>>>>>

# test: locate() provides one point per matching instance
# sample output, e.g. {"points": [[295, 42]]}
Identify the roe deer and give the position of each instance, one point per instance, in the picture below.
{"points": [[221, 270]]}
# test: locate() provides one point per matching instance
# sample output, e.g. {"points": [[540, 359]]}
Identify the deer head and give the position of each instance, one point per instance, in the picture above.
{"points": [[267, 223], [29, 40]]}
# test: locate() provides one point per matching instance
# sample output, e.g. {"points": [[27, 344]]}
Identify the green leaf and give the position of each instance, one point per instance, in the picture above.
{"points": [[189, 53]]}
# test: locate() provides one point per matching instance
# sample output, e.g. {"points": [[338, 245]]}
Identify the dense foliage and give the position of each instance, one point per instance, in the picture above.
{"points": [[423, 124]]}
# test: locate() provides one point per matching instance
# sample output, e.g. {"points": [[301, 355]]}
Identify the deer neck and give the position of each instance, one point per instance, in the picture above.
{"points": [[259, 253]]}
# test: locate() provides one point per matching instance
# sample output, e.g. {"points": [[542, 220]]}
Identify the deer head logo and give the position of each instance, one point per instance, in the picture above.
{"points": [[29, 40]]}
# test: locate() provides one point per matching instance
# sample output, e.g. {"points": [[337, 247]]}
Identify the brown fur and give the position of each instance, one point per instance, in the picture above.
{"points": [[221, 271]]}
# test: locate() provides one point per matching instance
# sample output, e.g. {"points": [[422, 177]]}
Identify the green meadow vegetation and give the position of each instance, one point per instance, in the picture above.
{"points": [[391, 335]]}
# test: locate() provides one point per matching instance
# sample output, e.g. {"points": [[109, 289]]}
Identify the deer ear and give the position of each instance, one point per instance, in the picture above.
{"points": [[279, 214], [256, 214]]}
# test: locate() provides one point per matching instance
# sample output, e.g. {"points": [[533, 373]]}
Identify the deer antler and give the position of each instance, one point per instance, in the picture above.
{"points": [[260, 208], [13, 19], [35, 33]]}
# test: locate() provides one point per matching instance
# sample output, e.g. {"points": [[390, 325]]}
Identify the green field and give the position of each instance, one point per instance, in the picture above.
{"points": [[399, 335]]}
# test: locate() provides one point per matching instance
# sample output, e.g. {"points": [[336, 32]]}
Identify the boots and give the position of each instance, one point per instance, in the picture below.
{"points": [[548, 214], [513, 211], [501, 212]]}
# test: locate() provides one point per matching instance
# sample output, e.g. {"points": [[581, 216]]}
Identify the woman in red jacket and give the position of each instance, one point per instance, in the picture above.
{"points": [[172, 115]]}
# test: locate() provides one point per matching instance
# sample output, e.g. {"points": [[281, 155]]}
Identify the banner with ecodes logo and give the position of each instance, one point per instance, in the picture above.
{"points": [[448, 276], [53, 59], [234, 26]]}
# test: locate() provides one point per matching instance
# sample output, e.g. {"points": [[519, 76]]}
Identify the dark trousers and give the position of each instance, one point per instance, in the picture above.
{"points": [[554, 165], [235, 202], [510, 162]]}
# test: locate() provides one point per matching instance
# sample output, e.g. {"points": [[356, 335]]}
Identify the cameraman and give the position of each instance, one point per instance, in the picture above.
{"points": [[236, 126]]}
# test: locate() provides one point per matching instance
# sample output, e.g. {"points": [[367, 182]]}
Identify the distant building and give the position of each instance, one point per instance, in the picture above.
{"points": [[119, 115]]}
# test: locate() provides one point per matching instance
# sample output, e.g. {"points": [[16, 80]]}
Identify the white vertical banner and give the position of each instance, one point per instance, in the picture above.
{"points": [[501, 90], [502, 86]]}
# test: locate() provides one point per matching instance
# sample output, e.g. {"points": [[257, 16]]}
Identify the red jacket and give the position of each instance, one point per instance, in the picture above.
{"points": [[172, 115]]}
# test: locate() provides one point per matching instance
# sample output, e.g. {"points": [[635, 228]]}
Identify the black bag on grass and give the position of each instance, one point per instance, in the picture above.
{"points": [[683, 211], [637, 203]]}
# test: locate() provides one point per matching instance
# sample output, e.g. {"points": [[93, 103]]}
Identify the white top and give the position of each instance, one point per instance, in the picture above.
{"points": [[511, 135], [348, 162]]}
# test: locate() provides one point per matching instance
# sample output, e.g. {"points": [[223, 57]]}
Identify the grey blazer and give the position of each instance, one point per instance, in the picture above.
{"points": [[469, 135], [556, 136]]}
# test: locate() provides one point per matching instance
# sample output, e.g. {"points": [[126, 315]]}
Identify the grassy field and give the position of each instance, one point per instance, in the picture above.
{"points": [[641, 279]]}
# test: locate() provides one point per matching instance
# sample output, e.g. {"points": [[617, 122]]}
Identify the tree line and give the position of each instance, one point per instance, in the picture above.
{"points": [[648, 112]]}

<<<<<

Set down every entry exactly as it appears.

# test: locate() provides one point per matching instance
# sample output, e.g. {"points": [[295, 42]]}
Identify the roe deer and give the position of each instance, one point per instance, in the picture below.
{"points": [[221, 270]]}
# test: locate() provides one point per matching instance
# sample output, e.g. {"points": [[540, 359]]}
Identify the deer head and give the position of each instance, one point per instance, in the picture above.
{"points": [[267, 223], [29, 40]]}
# test: locate() provides one point per matching instance
# sample output, e.g. {"points": [[27, 344]]}
Identify the green leaf and give the position of each instance, one point per instance, in the picture above.
{"points": [[189, 53]]}
# test: locate() provides one point per matching instance
# sample output, e.g. {"points": [[338, 245]]}
Identify the dense foliage and give the position of each instance, one point per instance, in the picture above.
{"points": [[423, 124]]}
# test: locate() provides one point per matching instance
# sample output, e.g. {"points": [[301, 355]]}
Identify the deer neck and give the position of each instance, one point per instance, in the picture above.
{"points": [[259, 253]]}
# test: locate() provides one point per matching instance
# sample output, e.g. {"points": [[542, 220]]}
Identify the deer head logo and give the position of each instance, one point per instance, in the picture above.
{"points": [[29, 40]]}
# test: locate() provides one point per matching instance
# sample output, e.g. {"points": [[337, 247]]}
Identify the brown fur and give the position of each instance, one point per instance, in the picture above.
{"points": [[221, 271]]}
# test: locate() provides one point per matching instance
# sample output, e.g. {"points": [[422, 177]]}
Identify the green meadow vegetation and give the position of each instance, one point per instance, in the picture above.
{"points": [[391, 335]]}
# test: locate() provides one point per matching instance
# sample output, e.g. {"points": [[109, 289]]}
Identify the deer ear and give the position of each instance, one point per instance, in the picture above.
{"points": [[279, 214], [256, 214]]}
# test: locate() provides one point per matching instance
# sample output, e.g. {"points": [[533, 373]]}
Identify the deer antler and give the position of each instance, one point per instance, in the picture above.
{"points": [[260, 208], [13, 19], [35, 33]]}
# test: locate() provides one point per matching instance
# sample output, e.g. {"points": [[390, 325]]}
Identify the green field and give the position of each instance, one point per instance, in the picture above.
{"points": [[399, 335]]}
# test: locate() provides one point per matching instance
# sample output, e.g. {"points": [[336, 32]]}
Identify the boots and give the position of each instance, one point per instance, in the picture below.
{"points": [[548, 214], [513, 211], [501, 212]]}
# test: locate() provides one point per matching instance
# sample output, e.g. {"points": [[581, 216]]}
Identify the woman in red jacket and give the position of each instance, one point per instance, in the picture above.
{"points": [[172, 115]]}
# test: locate() provides one point per matching instance
# sample output, e.g. {"points": [[281, 155]]}
Identify the banner with ecodes logo and give the position of each instance, one point per instance, in the picture above.
{"points": [[448, 276], [53, 59], [234, 26]]}
# test: locate() provides one point per matching instance
# sample output, e.g. {"points": [[519, 76]]}
Identify the dark trousers and give the position of each instance, one point per instance, in the picture above.
{"points": [[554, 165], [235, 202], [510, 162]]}
# test: locate() provides one point per matching instance
# sample output, e.g. {"points": [[356, 335]]}
Identify the cameraman and give the position of each instance, one point per instance, in the picture above.
{"points": [[236, 126]]}
# test: locate() provides one point per matching instance
# sample output, e.g. {"points": [[367, 182]]}
Identify the distant building and give the position of each instance, one point per instance, in the picture above.
{"points": [[119, 115]]}
# test: locate() provides one point per matching instance
# sample output, e.g. {"points": [[16, 80]]}
Identify the white vertical banner and give the position of each instance, one point per instance, in the picture above.
{"points": [[501, 90], [502, 86]]}
# test: locate() provides one point per matching instance
# sample output, e.g. {"points": [[257, 16]]}
Identify the red jacket and give the position of each instance, one point per instance, in the picture above.
{"points": [[172, 115]]}
# test: locate() provides one point per matching instance
# sample output, e.g. {"points": [[635, 228]]}
Identify the black bag on grass and give the position of each instance, one point per instance, in the picture above.
{"points": [[683, 211], [637, 203]]}
# test: locate() provides one point per matching instance
# sample output, e.g. {"points": [[93, 103]]}
Identify the white top and give the position of each instance, one point per instance, in the picture above.
{"points": [[511, 135], [348, 162]]}
# test: locate() provides one point per matching instance
# sample output, e.g. {"points": [[223, 57]]}
Identify the grey blazer and give the position of each instance, one point per instance, in the picture above.
{"points": [[469, 135], [556, 136]]}
# test: locate() provides one point per matching instance
# sample output, e.g. {"points": [[126, 315]]}
Identify the grassy field and give the position of each instance, one point per instance, in the picture above.
{"points": [[641, 279]]}
# test: locate() provides one point per matching instance
# sample output, e.g. {"points": [[617, 122]]}
Identify the tree line and give the position of each instance, one point per instance, in the picture above.
{"points": [[648, 112]]}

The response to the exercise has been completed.